(Recorded data)
# # # # # # #
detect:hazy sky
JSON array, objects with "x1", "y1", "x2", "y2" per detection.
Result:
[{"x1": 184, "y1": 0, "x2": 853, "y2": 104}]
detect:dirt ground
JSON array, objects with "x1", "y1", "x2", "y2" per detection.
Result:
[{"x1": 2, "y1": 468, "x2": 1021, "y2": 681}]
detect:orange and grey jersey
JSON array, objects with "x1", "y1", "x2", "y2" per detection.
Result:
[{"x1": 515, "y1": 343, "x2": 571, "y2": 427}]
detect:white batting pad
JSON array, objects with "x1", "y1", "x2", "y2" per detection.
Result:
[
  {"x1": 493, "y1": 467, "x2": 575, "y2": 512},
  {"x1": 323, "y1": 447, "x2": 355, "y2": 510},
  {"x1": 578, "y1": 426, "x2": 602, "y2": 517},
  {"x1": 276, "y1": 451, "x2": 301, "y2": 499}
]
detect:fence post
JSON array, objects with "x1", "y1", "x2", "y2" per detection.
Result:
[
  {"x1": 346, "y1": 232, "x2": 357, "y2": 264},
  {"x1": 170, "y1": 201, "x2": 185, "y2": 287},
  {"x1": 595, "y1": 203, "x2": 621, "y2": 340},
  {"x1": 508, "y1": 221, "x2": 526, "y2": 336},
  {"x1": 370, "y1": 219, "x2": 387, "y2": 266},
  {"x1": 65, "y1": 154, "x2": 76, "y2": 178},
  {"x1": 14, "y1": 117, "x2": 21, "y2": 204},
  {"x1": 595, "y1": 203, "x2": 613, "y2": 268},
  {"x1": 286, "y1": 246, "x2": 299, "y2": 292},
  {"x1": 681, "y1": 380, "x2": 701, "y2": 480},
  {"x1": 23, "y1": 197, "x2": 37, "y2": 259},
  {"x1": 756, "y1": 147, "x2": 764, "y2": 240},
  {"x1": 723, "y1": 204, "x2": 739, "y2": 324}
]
# # # # # # #
Exercise goal – Every line above should be reproduced precisely.

Answer for the task –
detect:hazy sky
JSON array, objects with "x1", "y1", "x2", "y2" per detection.
Result:
[{"x1": 184, "y1": 0, "x2": 853, "y2": 104}]
detect:dirt ground
JSON array, objects with "x1", "y1", "x2", "y2" per detection.
Result:
[{"x1": 2, "y1": 468, "x2": 1021, "y2": 681}]
detect:orange and grey jersey
JSON array, objects with "x1", "y1", "x2", "y2" per detection.
Result:
[{"x1": 515, "y1": 343, "x2": 571, "y2": 427}]
detect:white batting pad
JSON array, objects with "x1", "y1", "x2", "y2" per detection.
Result:
[
  {"x1": 493, "y1": 467, "x2": 575, "y2": 512},
  {"x1": 323, "y1": 447, "x2": 355, "y2": 510},
  {"x1": 578, "y1": 426, "x2": 602, "y2": 517},
  {"x1": 276, "y1": 451, "x2": 301, "y2": 499}
]
detect:fence post
JSON array, objects with "x1", "y1", "x2", "y2" per detection.
Result:
[
  {"x1": 346, "y1": 232, "x2": 357, "y2": 264},
  {"x1": 170, "y1": 201, "x2": 185, "y2": 287},
  {"x1": 595, "y1": 203, "x2": 621, "y2": 340},
  {"x1": 508, "y1": 221, "x2": 526, "y2": 336},
  {"x1": 370, "y1": 219, "x2": 387, "y2": 266},
  {"x1": 65, "y1": 154, "x2": 76, "y2": 178},
  {"x1": 14, "y1": 117, "x2": 21, "y2": 204},
  {"x1": 595, "y1": 203, "x2": 613, "y2": 268},
  {"x1": 286, "y1": 246, "x2": 299, "y2": 292},
  {"x1": 681, "y1": 380, "x2": 701, "y2": 480},
  {"x1": 23, "y1": 197, "x2": 37, "y2": 259},
  {"x1": 756, "y1": 147, "x2": 764, "y2": 240},
  {"x1": 723, "y1": 204, "x2": 739, "y2": 324}
]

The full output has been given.